Could you pull out every line of the entries below and reproduce each one character for character?

■ Information given

+ + + + + + +

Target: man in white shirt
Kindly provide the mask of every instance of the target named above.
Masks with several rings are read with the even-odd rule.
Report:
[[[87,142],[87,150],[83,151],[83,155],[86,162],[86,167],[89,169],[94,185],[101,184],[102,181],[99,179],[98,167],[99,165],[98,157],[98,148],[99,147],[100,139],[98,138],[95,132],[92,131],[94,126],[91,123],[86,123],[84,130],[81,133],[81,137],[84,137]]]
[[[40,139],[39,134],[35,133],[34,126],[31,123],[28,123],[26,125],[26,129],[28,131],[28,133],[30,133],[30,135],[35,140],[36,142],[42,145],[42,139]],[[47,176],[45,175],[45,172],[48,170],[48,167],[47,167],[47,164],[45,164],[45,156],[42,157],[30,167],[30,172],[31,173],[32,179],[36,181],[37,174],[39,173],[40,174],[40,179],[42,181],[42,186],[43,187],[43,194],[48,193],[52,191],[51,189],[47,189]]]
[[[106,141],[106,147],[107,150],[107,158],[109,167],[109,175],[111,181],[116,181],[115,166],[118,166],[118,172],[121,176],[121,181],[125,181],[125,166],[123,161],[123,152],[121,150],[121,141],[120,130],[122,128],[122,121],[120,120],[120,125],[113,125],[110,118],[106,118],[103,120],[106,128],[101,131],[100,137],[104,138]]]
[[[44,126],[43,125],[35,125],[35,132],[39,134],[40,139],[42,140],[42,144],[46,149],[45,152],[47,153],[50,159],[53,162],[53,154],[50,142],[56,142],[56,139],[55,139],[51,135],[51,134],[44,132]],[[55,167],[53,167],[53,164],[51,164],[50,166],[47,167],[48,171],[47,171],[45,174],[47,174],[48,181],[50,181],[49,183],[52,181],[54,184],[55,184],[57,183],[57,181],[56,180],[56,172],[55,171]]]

+ + + + + + +

■ Full answer
Target: man in white shirt
Kindly provide the mask of every instance of the target named above.
Masks with several rings are read with the even-odd rule.
Report:
[[[87,142],[87,150],[83,151],[83,155],[86,162],[86,167],[89,169],[94,185],[101,184],[102,181],[99,179],[98,167],[99,165],[98,157],[98,148],[99,147],[100,139],[98,138],[95,132],[92,131],[94,126],[91,123],[86,123],[84,130],[81,133],[81,137],[84,137]]]
[[[40,139],[39,134],[35,133],[34,126],[31,123],[28,123],[26,125],[26,129],[28,131],[28,133],[30,133],[30,135],[35,140],[36,142],[42,145],[42,139]],[[47,176],[45,175],[45,172],[48,170],[48,167],[47,167],[47,164],[45,164],[45,156],[42,157],[30,167],[30,172],[31,173],[32,179],[36,181],[37,174],[39,173],[40,174],[40,179],[42,181],[42,186],[43,187],[43,194],[48,193],[52,191],[51,189],[47,189]]]
[[[106,141],[106,147],[107,150],[107,158],[109,167],[109,175],[111,181],[116,181],[115,166],[118,166],[118,172],[121,176],[121,181],[125,181],[125,166],[123,161],[123,152],[121,150],[121,141],[120,130],[122,128],[122,121],[120,120],[120,125],[113,125],[110,118],[106,118],[103,120],[106,128],[101,131],[100,137],[104,138]]]
[[[44,126],[43,125],[35,125],[35,132],[39,134],[40,139],[42,140],[42,144],[46,149],[45,152],[47,153],[50,159],[53,162],[53,154],[50,142],[56,142],[56,139],[55,139],[51,135],[51,134],[44,132]],[[55,167],[53,167],[53,164],[51,164],[50,166],[47,167],[48,171],[47,171],[45,174],[47,174],[48,181],[50,181],[49,183],[52,181],[54,184],[55,184],[57,183],[57,181],[56,180],[56,172],[55,171]]]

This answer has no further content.